:: What to work on ::
Copy out every line of the records below, requests included, and offset each coordinate value in the answers by adding 30 to it.

:: Data ::
※

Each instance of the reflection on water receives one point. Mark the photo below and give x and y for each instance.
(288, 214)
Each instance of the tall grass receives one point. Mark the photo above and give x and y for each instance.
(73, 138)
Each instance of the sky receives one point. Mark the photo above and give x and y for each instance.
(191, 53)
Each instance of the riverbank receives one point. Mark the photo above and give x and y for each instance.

※

:: Result of this task ::
Each instance of the reflection on water receives one point. Mark the photo below and give x and y for each instance.
(318, 244)
Each instance of the tall grass receives one point. Mark the photo above and give x and y for each instance.
(103, 168)
Each instance of the sky receives one point. Mark the photo above and give x and y for each instance.
(221, 83)
Each instance of the riverbank receives one point. Mark the photo above and give x and y for each instance.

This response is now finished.